SHORT TASK 1 »
For each of the statements (a), (b) and (c), state whether it agrees with the pull request message below, answering yes or no and quoting the deciding words of that message. (a) The patch touches two files. (b) The subject of the first patch is "Add pattern for reduction". (c) The first patch is dated September 2025.
SHORT TASK 2 »
Extend the pull request message below from the point at which it stops.

SOURCE »

►

[Mlir-commits] [mlir] [MLIR][XeGPU] Add support for vector.multi_reduction in wg to sg pass (PR #156731)
Nishant Patel
llvmlistbot at llvm.org
Wed Sep 3 11:55:35 PDT 2025
https://github.com/nbpatel created https://github.com/llvm/llvm-project/pull/156731
None
>From c3e598690dc120de36bbe14500936dc4202299e5 Mon Sep 17 00:00:00 2001
From: nbpatel <nishant.b.patel at intel.com>
Date: Fri, 29 Aug 2025 20:45:52 +0000
Subject: [PATCH 1/2] Add pattern for reduction
---
.../Transforms/XeGPUWgToSgDistribute.cpp | 211 +++++++++++++++++-
.../XeGPU/xegpu-wg-to-sg-unify-ops.mlir | 13 ++
2 files changed, 219 insertions(+), 5 deletions(-)
diff --git a/mlir/lib/Dialect/XeGPU/Transforms/XeGPUWgToSgDistribute.cpp b/mlir/lib/Dialect/XeGPU/Transforms/XeGPUWgToSgDistribute.cpp
index 0b7fe81facfce..54a98970a0fc0 100644
--- a/mlir/lib/Dialect/XeGPU/Transforms/XeGPUWgToSgDistribute.cpp
+++ b/mlir/lib/Dialect/XeGPU/Transforms/XeGPUWgToSgDistribute.cpp
@@ -726,7 +726,6 @@ struct UnrealizedConversionCastOpPattern
}
};
-// This pattern distributes arith.constant op into subgroup-level constants
struct WgToSgArithConstantOp : public OpConversionPattern<arith::ConstantOp> {
using OpConversionPattern<arith::ConstantOp>::OpConversionPattern;
@@ -756,8 +755,15 @@ struct WgToSgArithConstantOp : public OpConversionPattern<arith::ConstantOp> {
auto sgAttr = DenseElementsAttr::get(newType, singleVal);
auto cstOp =
arith::ConstantOp::create(rewriter, op.getLoc(), newType, sgAttr);
- if (auto newLayout = layout.dropSgLayoutAndData())

◄

(Records excerpted from a collection)
►

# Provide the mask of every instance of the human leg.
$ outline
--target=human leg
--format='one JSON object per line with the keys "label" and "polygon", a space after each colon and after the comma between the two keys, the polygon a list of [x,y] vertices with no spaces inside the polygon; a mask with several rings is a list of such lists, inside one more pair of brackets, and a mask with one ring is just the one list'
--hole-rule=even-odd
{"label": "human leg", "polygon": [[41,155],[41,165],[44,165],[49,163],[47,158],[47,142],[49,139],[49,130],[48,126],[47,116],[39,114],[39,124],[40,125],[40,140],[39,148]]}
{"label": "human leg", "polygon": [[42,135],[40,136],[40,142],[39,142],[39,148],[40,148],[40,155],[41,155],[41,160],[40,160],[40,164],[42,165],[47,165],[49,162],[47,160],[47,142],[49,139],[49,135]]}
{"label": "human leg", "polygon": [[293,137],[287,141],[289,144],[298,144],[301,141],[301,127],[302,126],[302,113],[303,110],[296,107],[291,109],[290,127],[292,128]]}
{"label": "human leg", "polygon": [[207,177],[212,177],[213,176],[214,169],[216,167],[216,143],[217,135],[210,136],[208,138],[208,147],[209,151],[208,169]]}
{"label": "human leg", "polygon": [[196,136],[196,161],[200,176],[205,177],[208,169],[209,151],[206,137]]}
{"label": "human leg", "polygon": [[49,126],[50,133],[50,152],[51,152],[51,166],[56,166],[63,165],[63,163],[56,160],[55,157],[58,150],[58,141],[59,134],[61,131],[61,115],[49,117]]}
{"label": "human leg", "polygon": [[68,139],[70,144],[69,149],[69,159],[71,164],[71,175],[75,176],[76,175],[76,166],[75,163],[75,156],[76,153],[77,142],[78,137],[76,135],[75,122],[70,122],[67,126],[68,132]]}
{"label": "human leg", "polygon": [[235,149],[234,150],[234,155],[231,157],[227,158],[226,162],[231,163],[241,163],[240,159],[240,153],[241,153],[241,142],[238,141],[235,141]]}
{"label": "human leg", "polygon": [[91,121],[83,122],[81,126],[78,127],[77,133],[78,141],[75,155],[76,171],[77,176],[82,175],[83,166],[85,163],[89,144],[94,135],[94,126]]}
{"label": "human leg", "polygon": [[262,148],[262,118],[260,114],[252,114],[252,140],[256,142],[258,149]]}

◄

EXPECTED OUTPUT 1 »
(a) Yes: "2 files changed, 219 insertions(+), 5 deletions(-)"
(b) Yes: "Subject: [PATCH 1/2] Add pattern for reduction"
(c) No: "Date: Fri, 29 Aug 2025 20:45:52 +0000"

EXPECTED OUTPUT 2 »
- xegpu::setDistributeLayoutAttr(cstOp->getResult(0), newLayout);
+ if (auto sliceAttr = dyn_cast_if_present<xegpu::SliceAttr>(layout)) {
+ if (sliceAttr.isForSubgroup())
+ xegpu::setDistributeLayoutAttr(cstOp->getResult(0),
+ sliceAttr.dropSgLayoutAndData());
+ } else if (auto layoutAttr =
+ dyn_cast_if_present<xegpu::LayoutAttr>(layout)) {
+ if (auto newLayout = layoutAttr.dropSgLayoutAndData())
+ xegpu::setDistributeLayoutAttr(cstOp->getResult(0), newLayout);
+ }
SmallVector<Value> newConsts(count, cstOp);
rewriter.replaceOpWithMultiple(op, {newConsts});
@@ -815,6 +821,191 @@ struct WgToSgStoreMatrixOp : public OpConversionPattern<xegpu::StoreMatrixOp> {
}
};
+// Pattern to distribute vector.multi_dim_reduction op to subgroup level.
+struct WgToSgMultiDimReductionOp
+ : public OpConversionPattern<vector::MultiDimReductionOp> {
+ using OpConversionPattern<vector::MultiDimReductionOp>::OpConversionPattern;
+
+ LogicalResult
+ matchAndRewrite(vector::MultiDimReductionOp op, OneToNOpAdaptor adaptor,
+ ConversionPatternRewriter &rewriter) const override {
+ Location loc = op.getLoc();
+ // Only support reduction with layout and on a single dimension for now.
+ VectorType srcType = dyn_cast<VectorType>(op.getSource().getType());
+ VectorType accType = dyn_cast<VectorType>(op.getAcc().getType());
+ VectorType resType = dyn_cast<VectorType>(op.getResult().getType());
+ Type elemTy = srcType.getElementType();
+ if (!srcType || !accType || !resType)
+ return failure();
+
+ ArrayRef<int64_t> wgShape = resType.getShape();
+ // Handle both LayoutAttr and SliceAttr for the op result.
+ auto layoutName = xegpu::getLayoutName(op->getResult(0));
+ auto sliceAttr = op->getAttrOfType<xegpu::SliceAttr>(layoutName);
+ if (!sliceAttr || sliceAttr.getRank() != 1)
+ return failure();
+
+ SmallVector<int64_t> dims =
+ llvm::to_vector(sliceAttr.getDims().asArrayRef());
+ SmallVector<int64_t> sgShape = getSgShapeAndCount(wgShape, sliceAttr).first;
+
+ int64_t reduceDim = dims[0];
+
+ // Step 1: Subgroup-level reduction
+ // Each subgroup reduces its local tile.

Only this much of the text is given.